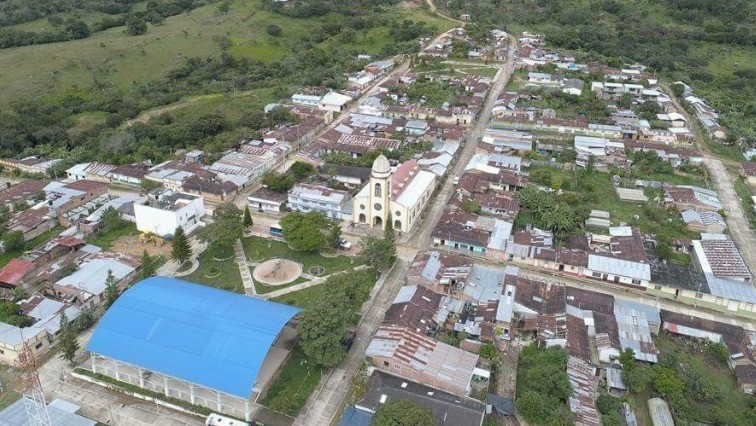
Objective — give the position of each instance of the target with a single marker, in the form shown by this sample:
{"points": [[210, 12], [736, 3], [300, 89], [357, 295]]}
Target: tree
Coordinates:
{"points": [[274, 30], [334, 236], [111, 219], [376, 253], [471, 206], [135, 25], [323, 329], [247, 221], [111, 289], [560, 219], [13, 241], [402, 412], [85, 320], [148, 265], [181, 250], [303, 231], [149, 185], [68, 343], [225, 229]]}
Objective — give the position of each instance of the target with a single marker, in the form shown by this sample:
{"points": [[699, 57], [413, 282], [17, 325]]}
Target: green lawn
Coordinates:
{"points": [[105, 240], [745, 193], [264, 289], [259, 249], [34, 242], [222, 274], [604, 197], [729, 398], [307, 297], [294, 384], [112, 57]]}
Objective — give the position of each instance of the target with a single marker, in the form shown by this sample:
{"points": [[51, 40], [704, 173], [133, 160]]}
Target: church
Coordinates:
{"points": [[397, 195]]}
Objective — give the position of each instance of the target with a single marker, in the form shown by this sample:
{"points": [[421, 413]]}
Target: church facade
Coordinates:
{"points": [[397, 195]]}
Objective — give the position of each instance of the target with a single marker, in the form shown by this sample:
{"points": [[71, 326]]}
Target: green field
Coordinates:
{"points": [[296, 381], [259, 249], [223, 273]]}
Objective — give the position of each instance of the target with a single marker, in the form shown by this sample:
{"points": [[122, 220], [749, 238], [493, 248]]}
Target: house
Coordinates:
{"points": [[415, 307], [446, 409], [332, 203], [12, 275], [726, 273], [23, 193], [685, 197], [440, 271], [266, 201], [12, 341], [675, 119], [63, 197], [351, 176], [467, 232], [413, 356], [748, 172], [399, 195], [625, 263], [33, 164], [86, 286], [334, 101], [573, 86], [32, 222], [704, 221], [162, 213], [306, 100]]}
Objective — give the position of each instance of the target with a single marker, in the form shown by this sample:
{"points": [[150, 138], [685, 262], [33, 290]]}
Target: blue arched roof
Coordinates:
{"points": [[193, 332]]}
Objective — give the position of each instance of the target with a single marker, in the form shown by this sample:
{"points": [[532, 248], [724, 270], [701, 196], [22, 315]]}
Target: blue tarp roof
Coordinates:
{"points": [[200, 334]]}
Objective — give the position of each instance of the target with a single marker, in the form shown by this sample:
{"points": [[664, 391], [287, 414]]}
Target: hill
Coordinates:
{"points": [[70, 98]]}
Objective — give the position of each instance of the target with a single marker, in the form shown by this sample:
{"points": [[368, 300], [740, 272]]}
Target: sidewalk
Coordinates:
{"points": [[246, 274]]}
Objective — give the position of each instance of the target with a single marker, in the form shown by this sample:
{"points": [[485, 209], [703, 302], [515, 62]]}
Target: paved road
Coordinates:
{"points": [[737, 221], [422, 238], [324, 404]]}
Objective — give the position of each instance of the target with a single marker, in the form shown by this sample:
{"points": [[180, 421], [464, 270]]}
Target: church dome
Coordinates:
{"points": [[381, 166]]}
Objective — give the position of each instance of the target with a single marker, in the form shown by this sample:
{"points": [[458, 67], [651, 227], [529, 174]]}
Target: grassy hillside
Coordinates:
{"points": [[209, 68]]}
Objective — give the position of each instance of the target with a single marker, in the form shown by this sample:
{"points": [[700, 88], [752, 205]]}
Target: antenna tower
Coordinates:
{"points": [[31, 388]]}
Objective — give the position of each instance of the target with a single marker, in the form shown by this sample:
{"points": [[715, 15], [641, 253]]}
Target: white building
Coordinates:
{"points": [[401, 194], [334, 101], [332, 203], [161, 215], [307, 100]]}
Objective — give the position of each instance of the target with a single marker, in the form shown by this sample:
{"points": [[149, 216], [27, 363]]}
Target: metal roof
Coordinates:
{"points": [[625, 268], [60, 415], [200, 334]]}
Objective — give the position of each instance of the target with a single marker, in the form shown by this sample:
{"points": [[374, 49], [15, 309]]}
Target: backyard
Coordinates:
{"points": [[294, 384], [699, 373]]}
§
• **What to do**: Only lines of the data holding the word "church" go in the answer. Please copy each of them.

• **Problem solution**:
Target: church
Target: church facade
Target: church dome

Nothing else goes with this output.